→ **GOAL**: Would you copy only the lines below, from the one containing "Where can you spot the whitecap" through the very last one, leaving the pictures out?
#####
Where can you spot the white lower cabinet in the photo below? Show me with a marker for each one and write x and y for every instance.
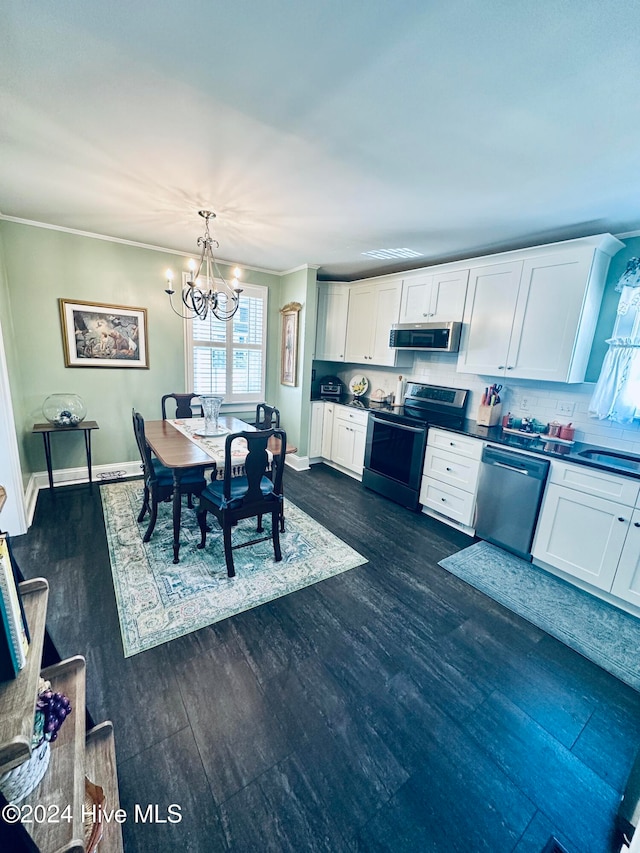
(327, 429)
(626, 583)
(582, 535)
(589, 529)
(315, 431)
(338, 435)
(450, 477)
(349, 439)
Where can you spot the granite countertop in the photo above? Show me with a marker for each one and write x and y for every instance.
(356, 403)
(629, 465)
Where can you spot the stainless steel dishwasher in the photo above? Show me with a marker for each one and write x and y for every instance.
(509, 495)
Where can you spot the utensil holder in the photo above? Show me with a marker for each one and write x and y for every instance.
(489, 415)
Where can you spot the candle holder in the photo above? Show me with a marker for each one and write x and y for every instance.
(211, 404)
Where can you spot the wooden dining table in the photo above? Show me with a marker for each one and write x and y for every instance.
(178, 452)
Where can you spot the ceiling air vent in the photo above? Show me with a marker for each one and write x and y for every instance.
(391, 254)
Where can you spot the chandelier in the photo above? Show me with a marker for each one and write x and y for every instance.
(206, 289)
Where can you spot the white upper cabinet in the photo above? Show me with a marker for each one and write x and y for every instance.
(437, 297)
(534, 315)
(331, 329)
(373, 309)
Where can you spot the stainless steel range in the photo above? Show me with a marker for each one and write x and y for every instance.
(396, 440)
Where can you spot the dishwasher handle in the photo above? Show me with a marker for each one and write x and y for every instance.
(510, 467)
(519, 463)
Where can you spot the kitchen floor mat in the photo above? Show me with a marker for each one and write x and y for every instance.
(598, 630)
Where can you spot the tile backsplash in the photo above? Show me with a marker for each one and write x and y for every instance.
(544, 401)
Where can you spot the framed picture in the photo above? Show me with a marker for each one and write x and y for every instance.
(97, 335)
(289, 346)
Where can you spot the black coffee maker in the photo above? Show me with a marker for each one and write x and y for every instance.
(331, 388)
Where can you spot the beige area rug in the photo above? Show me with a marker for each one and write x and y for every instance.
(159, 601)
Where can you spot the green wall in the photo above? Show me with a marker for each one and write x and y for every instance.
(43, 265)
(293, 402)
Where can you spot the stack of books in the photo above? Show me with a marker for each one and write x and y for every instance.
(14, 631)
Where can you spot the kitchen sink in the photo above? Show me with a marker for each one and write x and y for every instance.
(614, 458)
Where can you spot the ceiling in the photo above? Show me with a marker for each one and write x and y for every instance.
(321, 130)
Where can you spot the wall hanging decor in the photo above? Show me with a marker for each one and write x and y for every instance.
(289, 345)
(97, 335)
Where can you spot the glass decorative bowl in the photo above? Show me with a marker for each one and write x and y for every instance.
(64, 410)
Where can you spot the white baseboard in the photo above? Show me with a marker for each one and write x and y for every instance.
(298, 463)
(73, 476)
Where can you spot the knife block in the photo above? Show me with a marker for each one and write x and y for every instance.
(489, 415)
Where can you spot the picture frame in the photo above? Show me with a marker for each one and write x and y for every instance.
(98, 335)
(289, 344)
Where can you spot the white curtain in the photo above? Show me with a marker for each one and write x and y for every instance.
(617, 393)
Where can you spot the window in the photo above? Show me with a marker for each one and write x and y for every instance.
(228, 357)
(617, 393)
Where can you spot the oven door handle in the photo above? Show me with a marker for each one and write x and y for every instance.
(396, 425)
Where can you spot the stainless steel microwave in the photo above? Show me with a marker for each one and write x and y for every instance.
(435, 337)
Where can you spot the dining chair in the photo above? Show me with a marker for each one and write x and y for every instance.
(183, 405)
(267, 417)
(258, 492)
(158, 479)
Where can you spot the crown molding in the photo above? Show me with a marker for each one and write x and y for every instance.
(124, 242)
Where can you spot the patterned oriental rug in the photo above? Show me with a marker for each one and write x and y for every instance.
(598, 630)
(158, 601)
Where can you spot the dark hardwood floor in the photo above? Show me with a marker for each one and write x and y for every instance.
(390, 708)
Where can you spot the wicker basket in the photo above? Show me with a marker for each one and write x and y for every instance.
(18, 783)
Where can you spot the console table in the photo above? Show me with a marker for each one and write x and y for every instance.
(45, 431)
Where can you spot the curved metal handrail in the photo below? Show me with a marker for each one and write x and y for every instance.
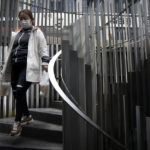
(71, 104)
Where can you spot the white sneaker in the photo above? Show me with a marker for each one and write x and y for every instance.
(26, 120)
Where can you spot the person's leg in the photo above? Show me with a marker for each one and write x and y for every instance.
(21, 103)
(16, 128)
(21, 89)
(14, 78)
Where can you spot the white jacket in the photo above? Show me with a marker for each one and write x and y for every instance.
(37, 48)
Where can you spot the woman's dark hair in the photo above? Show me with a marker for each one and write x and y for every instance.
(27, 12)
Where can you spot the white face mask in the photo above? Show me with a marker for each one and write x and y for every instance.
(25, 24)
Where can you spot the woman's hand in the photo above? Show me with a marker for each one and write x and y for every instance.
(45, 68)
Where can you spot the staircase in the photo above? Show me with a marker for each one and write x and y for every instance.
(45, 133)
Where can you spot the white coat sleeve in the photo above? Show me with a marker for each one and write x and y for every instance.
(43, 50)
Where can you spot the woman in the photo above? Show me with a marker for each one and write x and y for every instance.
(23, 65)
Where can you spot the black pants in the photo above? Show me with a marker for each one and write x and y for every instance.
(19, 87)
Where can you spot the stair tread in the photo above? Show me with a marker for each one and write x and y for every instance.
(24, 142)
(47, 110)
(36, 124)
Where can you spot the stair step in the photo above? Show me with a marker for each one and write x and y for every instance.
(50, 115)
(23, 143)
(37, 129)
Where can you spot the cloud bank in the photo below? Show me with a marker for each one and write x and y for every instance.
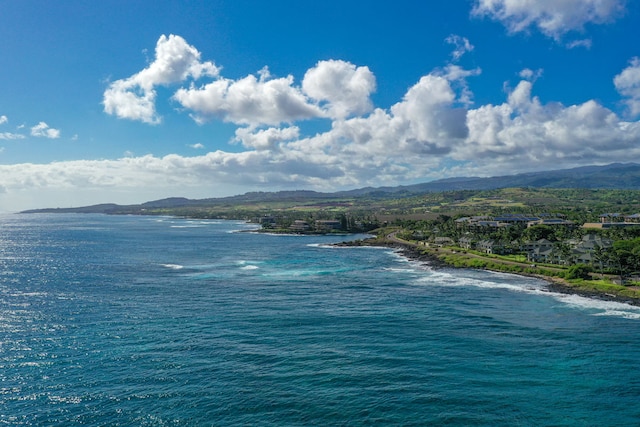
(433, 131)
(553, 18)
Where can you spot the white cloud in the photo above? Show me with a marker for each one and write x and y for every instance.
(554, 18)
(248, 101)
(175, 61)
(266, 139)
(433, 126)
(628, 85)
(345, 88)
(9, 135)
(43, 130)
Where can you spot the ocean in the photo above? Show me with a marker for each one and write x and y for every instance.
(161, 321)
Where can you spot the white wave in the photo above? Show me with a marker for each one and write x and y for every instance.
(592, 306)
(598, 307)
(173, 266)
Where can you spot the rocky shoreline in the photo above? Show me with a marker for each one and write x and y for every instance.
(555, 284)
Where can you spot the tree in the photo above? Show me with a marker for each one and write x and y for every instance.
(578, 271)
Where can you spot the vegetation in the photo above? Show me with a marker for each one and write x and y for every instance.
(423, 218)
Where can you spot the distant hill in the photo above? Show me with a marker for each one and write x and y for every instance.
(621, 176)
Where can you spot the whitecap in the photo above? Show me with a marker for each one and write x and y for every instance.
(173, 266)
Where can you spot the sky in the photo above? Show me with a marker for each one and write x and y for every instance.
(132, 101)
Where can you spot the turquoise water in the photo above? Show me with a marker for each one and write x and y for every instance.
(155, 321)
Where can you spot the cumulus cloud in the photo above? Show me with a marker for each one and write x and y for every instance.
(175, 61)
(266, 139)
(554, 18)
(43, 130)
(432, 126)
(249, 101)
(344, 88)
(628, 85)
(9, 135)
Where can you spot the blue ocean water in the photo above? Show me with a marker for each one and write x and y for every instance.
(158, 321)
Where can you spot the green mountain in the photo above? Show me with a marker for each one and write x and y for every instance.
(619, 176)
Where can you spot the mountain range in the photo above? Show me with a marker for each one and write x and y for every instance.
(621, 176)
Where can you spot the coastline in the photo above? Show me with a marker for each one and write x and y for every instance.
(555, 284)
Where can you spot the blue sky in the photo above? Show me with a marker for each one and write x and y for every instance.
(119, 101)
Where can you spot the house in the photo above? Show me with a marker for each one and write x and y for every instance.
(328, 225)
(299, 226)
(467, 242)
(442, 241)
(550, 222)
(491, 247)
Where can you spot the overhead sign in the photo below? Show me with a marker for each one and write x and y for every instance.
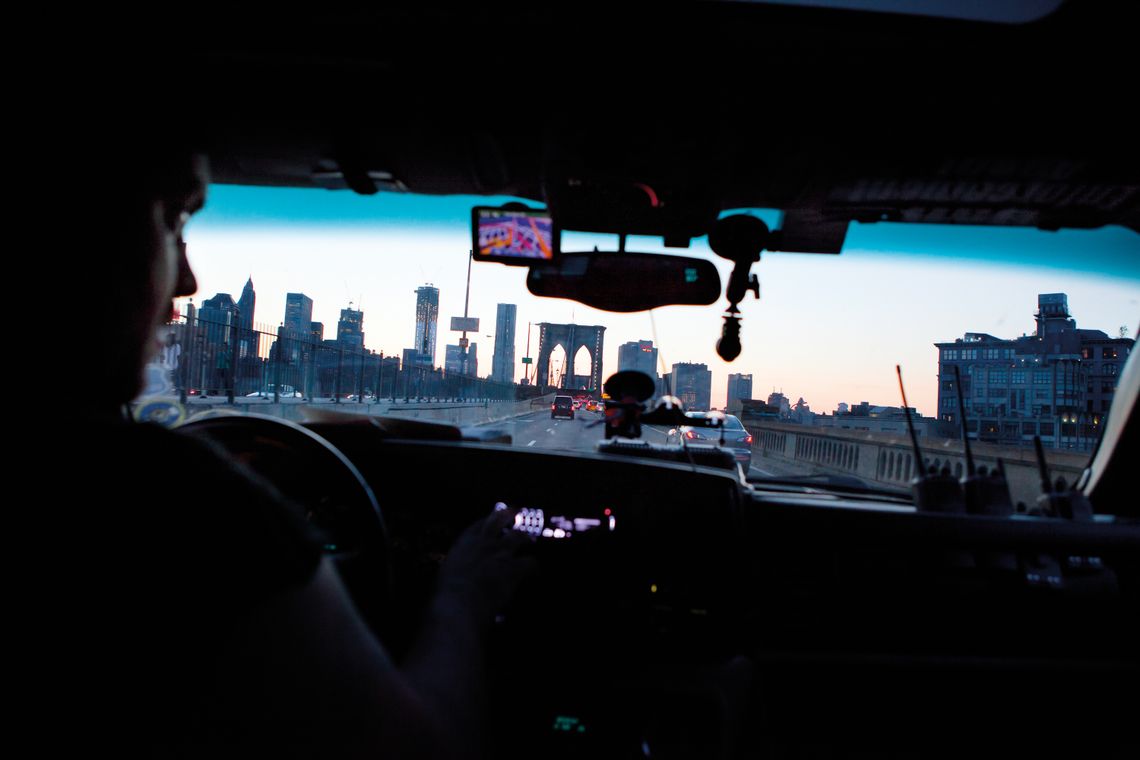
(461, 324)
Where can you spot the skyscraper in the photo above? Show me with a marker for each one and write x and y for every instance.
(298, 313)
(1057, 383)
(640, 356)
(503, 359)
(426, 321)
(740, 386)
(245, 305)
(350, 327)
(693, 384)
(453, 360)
#####
→ **ANSWER TO THIS TASK**:
Where can you spot the whitecap in the photo above? Show me with a marker for each one and write x and y for every instance.
(173, 266)
Where can you spot the sky in the photo above? Show me with a marker for each one and write x and y for every instance.
(132, 101)
Where can you spot the turquoise water in the photo above? Show me with a marker for each one and write x and y for every instance.
(155, 321)
Where can you spot the cumulus cloud in the photo above? Show me with a marker for each one and write x and y for every instance.
(175, 61)
(266, 139)
(554, 18)
(43, 130)
(432, 126)
(249, 101)
(344, 88)
(628, 85)
(9, 135)
Where can you spot the blue ocean water in the photo above? Show me with a marker for each one and write x and y for every instance.
(158, 321)
Where can you spot the green mountain in the photo above? Show me with a marker for each one and write x and y for every instance.
(619, 176)
Where can you spot the mountain range in the photo above? Show me with a marker for each one and write x and y for every instance.
(621, 176)
Where can you spot the coastline in the photo above? Show me with a marker for each one and write x and y for every instance.
(555, 284)
Where can you spot the blue sky in the photo above? Show me with a marker for each one and write x and y for every instance.
(119, 101)
Where can you spot the house in the photo above? Show me with a marker for each one and write x and y for every instance.
(328, 225)
(299, 226)
(467, 242)
(442, 241)
(550, 222)
(491, 247)
Where can you spot the overhead sign in the photo below? Show me with a marker for each one and write x and y for every instance.
(461, 324)
Where can you spot the skyscraper in the photo above? Show me with a marker for each one and write x and y for every instance.
(298, 313)
(1057, 383)
(640, 356)
(503, 359)
(426, 321)
(740, 386)
(245, 305)
(350, 327)
(693, 384)
(453, 360)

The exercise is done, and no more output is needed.